Stored entries:
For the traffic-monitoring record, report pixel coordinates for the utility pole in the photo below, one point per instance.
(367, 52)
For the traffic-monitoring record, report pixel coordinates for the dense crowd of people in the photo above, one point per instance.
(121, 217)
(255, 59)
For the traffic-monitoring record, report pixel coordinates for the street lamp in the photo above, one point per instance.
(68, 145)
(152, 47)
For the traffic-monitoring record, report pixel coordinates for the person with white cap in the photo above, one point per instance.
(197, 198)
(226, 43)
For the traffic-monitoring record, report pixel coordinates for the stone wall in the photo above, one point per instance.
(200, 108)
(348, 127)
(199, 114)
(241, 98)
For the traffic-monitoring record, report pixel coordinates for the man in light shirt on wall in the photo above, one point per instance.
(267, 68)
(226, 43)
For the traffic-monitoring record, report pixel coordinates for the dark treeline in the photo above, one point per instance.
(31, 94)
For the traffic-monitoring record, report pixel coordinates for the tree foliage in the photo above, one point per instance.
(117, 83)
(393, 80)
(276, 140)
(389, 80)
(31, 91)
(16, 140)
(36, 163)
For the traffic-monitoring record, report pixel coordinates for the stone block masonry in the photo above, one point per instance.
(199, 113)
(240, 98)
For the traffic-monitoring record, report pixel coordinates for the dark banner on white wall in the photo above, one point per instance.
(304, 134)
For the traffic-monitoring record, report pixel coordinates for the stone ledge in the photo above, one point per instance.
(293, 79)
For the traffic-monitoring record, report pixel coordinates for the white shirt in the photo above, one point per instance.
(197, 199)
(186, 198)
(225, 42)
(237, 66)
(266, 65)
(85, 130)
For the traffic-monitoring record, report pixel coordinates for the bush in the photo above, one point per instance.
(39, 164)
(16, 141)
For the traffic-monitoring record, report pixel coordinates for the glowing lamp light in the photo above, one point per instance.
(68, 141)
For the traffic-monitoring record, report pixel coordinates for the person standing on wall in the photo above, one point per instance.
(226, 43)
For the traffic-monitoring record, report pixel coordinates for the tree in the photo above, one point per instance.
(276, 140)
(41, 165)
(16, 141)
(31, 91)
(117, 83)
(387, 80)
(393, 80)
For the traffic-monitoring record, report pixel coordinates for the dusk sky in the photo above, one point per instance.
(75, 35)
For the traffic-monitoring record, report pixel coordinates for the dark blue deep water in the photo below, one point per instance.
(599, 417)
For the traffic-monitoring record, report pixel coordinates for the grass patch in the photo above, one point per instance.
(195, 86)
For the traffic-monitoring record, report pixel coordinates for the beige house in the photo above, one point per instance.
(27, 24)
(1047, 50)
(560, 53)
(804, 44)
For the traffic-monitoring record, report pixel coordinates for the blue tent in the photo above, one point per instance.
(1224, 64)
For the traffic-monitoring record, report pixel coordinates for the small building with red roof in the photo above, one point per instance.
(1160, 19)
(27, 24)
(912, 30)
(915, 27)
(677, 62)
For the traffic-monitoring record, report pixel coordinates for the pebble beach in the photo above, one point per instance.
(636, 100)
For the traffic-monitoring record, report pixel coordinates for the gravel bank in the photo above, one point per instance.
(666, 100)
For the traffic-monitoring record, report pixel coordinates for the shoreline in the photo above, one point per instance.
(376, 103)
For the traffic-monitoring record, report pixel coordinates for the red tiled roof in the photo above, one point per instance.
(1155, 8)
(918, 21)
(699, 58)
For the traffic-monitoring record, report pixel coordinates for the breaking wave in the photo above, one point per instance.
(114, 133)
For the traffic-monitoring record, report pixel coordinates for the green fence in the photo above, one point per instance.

Work required. Make an exact copy of every entry.

Result below.
For the traffic-monitoring record, report pixel coordinates for the utility pole in the photo below, one point per instance.
(367, 52)
For the traffic-monitoring record, report pixel coordinates for the dense crowd of people in the photo above, one point per instance.
(121, 217)
(255, 59)
For the traffic-monitoring record, report pixel coordinates for the street lamp in the photo above, one point per instance.
(68, 145)
(152, 47)
For the traffic-monitoring record, report pixel coordinates for the person with white cap in the photo above, one point per instance.
(197, 198)
(226, 43)
For the traffic-monitoring record, report pixel coordinates for the stone wall in the photo above, one point per instance.
(200, 108)
(348, 127)
(199, 114)
(241, 98)
For the traffic-monitoring record, report pixel coordinates for the man in light shirt on wall in the photo above, one point per instance.
(267, 68)
(226, 43)
For the traffic-monitoring record, report pixel coordinates for the dark treeline in the photo above, one point per instance.
(31, 94)
For the traffic-monitoring record, report pixel coordinates for the tree foliage in the photo above, one point per instance.
(117, 83)
(393, 80)
(276, 140)
(389, 80)
(31, 91)
(16, 140)
(36, 163)
For the traffic-monitoring record, report pixel coordinates for the stone block masonry in the photo above, one point per instance.
(199, 113)
(240, 98)
For the traffic-monitoring record, report pixel coordinates for the dark banner on white wall in the photo above, one point per instance.
(304, 134)
For the traffic-monitoring record, report pixel coordinates for the stone ledge in the photo above, one point per instance.
(293, 79)
For the traffic-monitoring record, report pixel coordinates for the white shirt in the photo above, one point per instance.
(197, 199)
(186, 198)
(225, 42)
(237, 66)
(266, 65)
(85, 130)
For the traffic-monitoring record, report pixel coordinates for the bush in the photo above, one point per instance.
(39, 164)
(16, 141)
For the traffic-monitoring record, report pixel coordinates for the glowing lamp light in the photo above, one point per instance.
(68, 141)
For the traffic-monitoring record, report pixel coordinates for the person standing on wall in the photo above, one point per instance.
(226, 43)
For the traffic-monitoring record, report pixel coordinates for the tree in the photo above, one point per instance.
(276, 140)
(41, 165)
(16, 141)
(31, 91)
(117, 83)
(387, 80)
(393, 80)
For the traffic-monitoring record, report pixel coordinates for the dusk sky in the photo above, one point per instance.
(75, 35)
For the traffic-monitoring record, report pixel coordinates for the dark blue deep water in the photo below, one point per instance.
(599, 417)
For the traffic-monitoring record, report pixel coordinates for the grass patch in the photo above, one point per instance.
(195, 86)
For the traffic-monitoring record, report pixel coordinates for the beige house in the photo above, one point per instance.
(27, 24)
(1047, 50)
(560, 53)
(804, 44)
For the traffic-monitoring record, report pixel coordinates for the blue tent in the photo above, one point per instance.
(1224, 64)
For the traffic-monitoring record, report pixel coordinates for the small building with red roof in the photo above, one point per instance.
(1160, 19)
(27, 24)
(912, 30)
(915, 27)
(677, 62)
For the traffic-monitoring record, report pixel coordinates for the pebble beach in the photo above, one point per instance.
(636, 100)
For the traffic-monitoring record, report pixel coordinates for the gravel bank in the photo above, one point per instance.
(666, 100)
For the traffic-monitoring record, report pixel coordinates for the shoreline in the photo above, one point per instance.
(376, 103)
For the traffic-monitoring record, report pixel coordinates for the red tiled roof in the photo above, one point per instance.
(1155, 8)
(918, 21)
(699, 58)
For the traffic-monitoring record, report pixel coordinates for the breaking wave in the photo above, one point per instance.
(114, 133)
For the traffic-monitoring record, report pixel coordinates for the green fence in the photo above, one point per instance.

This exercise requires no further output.